**WHAT IS NEEDED**: Each record should be given back exactly, with none missing.

**ENTRIES SHOWN**:
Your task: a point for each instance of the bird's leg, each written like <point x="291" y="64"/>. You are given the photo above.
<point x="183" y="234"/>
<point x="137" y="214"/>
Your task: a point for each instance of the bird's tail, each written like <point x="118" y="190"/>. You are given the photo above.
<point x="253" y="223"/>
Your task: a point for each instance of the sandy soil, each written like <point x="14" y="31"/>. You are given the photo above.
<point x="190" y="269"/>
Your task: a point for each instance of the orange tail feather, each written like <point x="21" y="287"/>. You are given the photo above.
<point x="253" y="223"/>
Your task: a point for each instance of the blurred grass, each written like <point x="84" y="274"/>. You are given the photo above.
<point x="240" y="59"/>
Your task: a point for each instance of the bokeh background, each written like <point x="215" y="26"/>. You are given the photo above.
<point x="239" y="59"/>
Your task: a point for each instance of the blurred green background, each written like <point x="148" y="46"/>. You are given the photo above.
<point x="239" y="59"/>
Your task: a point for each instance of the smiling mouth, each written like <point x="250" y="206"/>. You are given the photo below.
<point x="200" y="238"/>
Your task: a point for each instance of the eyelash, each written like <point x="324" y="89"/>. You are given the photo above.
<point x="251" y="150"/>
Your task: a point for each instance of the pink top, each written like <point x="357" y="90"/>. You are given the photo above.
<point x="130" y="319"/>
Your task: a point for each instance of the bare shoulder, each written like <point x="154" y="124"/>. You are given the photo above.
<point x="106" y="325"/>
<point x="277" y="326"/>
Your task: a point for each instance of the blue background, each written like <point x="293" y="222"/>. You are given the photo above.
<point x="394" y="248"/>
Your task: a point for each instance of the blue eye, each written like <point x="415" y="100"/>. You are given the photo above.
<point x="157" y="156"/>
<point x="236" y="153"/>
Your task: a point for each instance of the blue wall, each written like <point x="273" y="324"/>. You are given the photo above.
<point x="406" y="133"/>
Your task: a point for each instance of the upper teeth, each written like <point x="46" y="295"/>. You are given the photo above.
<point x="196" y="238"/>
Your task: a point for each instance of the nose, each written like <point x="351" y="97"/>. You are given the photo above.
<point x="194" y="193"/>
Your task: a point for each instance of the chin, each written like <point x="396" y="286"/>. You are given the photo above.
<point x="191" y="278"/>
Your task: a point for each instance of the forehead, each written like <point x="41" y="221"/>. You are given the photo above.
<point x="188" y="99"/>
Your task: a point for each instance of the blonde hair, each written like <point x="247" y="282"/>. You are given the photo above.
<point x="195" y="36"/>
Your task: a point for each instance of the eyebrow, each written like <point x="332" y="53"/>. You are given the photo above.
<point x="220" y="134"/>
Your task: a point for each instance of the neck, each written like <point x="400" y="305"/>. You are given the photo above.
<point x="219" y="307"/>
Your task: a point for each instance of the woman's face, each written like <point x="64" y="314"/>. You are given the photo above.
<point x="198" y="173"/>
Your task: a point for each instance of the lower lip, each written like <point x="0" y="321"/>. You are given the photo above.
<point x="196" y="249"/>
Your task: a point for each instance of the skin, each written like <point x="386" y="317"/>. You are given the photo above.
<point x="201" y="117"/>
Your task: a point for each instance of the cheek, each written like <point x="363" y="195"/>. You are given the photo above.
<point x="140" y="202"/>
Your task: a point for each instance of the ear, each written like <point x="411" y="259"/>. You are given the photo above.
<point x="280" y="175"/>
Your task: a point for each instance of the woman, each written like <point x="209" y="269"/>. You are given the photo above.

**EXERCISE ANSWER**:
Your task: a point for each instance of the bird's leg, each written like <point x="291" y="64"/>. You are given the photo above.
<point x="183" y="234"/>
<point x="137" y="214"/>
Your task: a point for each instance of the bird's tail, each written like <point x="118" y="190"/>. You are given the photo above.
<point x="253" y="223"/>
Your task: a point for each instance of the sandy soil, each written like <point x="14" y="31"/>. You are given the photo above.
<point x="190" y="269"/>
Your task: a point for each instance of the orange tail feather, each written like <point x="21" y="287"/>. You are given the photo above.
<point x="253" y="223"/>
Your task: a point for each instance of the blurred grass, each written like <point x="84" y="274"/>. You are given the photo above.
<point x="240" y="59"/>
Your task: a point for each instance of the bokeh background, each written like <point x="215" y="26"/>. You are given the photo above.
<point x="239" y="59"/>
Your task: a point for each instance of the blurred green background, each written like <point x="148" y="46"/>. You are given the photo above.
<point x="239" y="59"/>
Your task: a point for each instance of the smiling mouth, each written like <point x="250" y="206"/>. You are given the photo below.
<point x="200" y="238"/>
Your task: a point for each instance of the eyelash, each written like <point x="324" y="89"/>. You are given the photo above.
<point x="251" y="150"/>
Your task: a point for each instance of the pink top, each written like <point x="357" y="90"/>. You are given the photo above.
<point x="130" y="319"/>
Your task: a point for each instance of the bare shoulder, each written like <point x="154" y="124"/>. You are given the photo above.
<point x="106" y="325"/>
<point x="277" y="326"/>
Your task: a point for each instance of the blue background, each written like <point x="293" y="222"/>. You are given the photo above.
<point x="394" y="248"/>
Your task: a point for each instance of the blue eye, each written like <point x="415" y="100"/>. You are given the photo above.
<point x="157" y="156"/>
<point x="236" y="153"/>
Your task: a point for each instance of the blue wall, each written like <point x="273" y="324"/>. You are given the photo above.
<point x="406" y="133"/>
Your task: a point for each instance of the upper teeth, each written like <point x="46" y="295"/>. You are given the photo above.
<point x="196" y="238"/>
Your task: a point for each instance of the nose, each written like <point x="351" y="97"/>. You are given the photo above.
<point x="194" y="193"/>
Your task: a point for each instance of the chin, each written like <point x="396" y="286"/>. You are given the photo above.
<point x="191" y="278"/>
Your task: a point for each instance of the forehead, each written like <point x="41" y="221"/>. You are given the photo above.
<point x="188" y="99"/>
Your task: a point for each instance of the blonde hair, each written like <point x="247" y="282"/>. You are given the photo above.
<point x="195" y="36"/>
Your task: a point for each instance of the eyebrow, each written like <point x="332" y="53"/>. You are given the photo above.
<point x="220" y="134"/>
Your task: a point for each instance of the neck, each written like <point x="400" y="305"/>. You are given the photo above.
<point x="219" y="307"/>
Your task: a point for each instance of the woman's face, each written like <point x="64" y="314"/>. You are given the photo above.
<point x="198" y="173"/>
Your task: a point for each instance of the lower lip, each written like <point x="0" y="321"/>. You are given the photo above.
<point x="196" y="249"/>
Your task: a point for each instance of the skin, each written like <point x="386" y="317"/>. You are given the photo above.
<point x="201" y="117"/>
Your task: a point for each instance of the cheek, each written like <point x="363" y="195"/>. You are given the photo above.
<point x="140" y="202"/>
Your task: a point for each instance of the ear, each written like <point x="411" y="259"/>. You are given the photo above.
<point x="280" y="175"/>
Your task: a point for each instance of the woman, each written like <point x="209" y="269"/>. You are given the photo above.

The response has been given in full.